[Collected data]
■ ■ ■

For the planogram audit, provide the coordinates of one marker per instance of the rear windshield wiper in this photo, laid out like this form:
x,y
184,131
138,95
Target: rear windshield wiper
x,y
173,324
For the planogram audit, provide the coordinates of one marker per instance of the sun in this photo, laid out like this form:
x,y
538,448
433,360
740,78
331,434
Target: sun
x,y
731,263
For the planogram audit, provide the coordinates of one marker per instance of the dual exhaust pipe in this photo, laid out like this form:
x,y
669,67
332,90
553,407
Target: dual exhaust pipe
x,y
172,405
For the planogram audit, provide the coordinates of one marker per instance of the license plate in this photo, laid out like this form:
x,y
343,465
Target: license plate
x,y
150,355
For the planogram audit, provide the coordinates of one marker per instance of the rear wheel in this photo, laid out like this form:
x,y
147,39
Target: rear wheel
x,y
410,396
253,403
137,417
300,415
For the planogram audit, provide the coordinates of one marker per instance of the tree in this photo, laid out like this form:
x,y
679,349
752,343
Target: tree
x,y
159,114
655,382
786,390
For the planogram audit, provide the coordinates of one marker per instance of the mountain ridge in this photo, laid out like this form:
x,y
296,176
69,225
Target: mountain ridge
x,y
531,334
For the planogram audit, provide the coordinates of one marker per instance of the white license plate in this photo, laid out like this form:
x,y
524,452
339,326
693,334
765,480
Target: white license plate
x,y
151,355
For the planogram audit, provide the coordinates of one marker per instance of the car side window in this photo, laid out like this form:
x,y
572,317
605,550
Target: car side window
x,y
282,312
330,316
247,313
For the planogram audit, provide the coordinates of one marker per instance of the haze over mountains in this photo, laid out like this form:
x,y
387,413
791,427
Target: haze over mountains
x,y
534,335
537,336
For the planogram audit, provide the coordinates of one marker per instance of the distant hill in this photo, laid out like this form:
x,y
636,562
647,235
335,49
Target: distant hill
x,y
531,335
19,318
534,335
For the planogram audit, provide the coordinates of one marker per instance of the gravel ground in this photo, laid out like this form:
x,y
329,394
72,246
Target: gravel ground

■ ■ ■

[What the task requires]
All of the entries above must be output word for word.

[Solution below]
For the planogram audit, provide the coordinates of one marker per instance of the rear windshield wiper in this photo, laid out like this form:
x,y
184,131
138,95
Target: rear windshield wiper
x,y
173,324
For the planogram audit, provide the coordinates of one marker per instance of the sun in this photo, laid out like this form:
x,y
538,448
433,360
740,78
331,434
Target: sun
x,y
731,263
For the planogram audit, provide the coordinates of one marker per instance of the dual exhaust pipe in this photo, laid out like this form:
x,y
669,67
332,90
553,407
Target: dual exhaust pipe
x,y
172,405
For the planogram audit, provide the coordinates of one marker per instance of the license plate in this photo, laid out like this form:
x,y
343,465
Target: license plate
x,y
150,355
For the planogram audit, provide the coordinates of one marker per instance of the rear wheel in this photo, laid out like this form:
x,y
147,39
Target: rear wheel
x,y
410,396
253,403
137,417
300,415
For the planogram audit, provide the coordinates of one marker per instance of the tree in this photo, laid out like this form:
x,y
679,349
752,343
Target: tree
x,y
159,114
655,382
786,390
For the planogram audit, provide the coordinates of one marker per instance of the mountain ridge in this photo, laid out like this form:
x,y
296,176
69,225
Target: mountain ridge
x,y
531,334
For the planogram audit, provide the coordinates of one marker per instance of the white license plate in this photo, laid out like this form:
x,y
524,452
339,326
693,334
765,480
Target: white license plate
x,y
151,355
For the planogram audit, provide the coordinates of one marker per instance of the car side window in this photo, laid out like this form:
x,y
572,317
605,550
Target: car side window
x,y
282,312
330,316
247,313
For the planogram audit, provide the coordinates of one marker per instance of the haze over mountains in this photo, laid out like this form:
x,y
387,413
791,427
Target: haze over mountains
x,y
534,335
537,336
For the planogram audit, provide the coordinates of one marker per instance of the distant hill in this photo, laid out like this form:
x,y
636,562
647,235
335,49
Target: distant hill
x,y
531,335
19,318
534,335
For the planogram audit, provide the coordinates of one marker per instance of the gravel ground in this photo, laid out like this form:
x,y
329,394
72,246
Target: gravel ground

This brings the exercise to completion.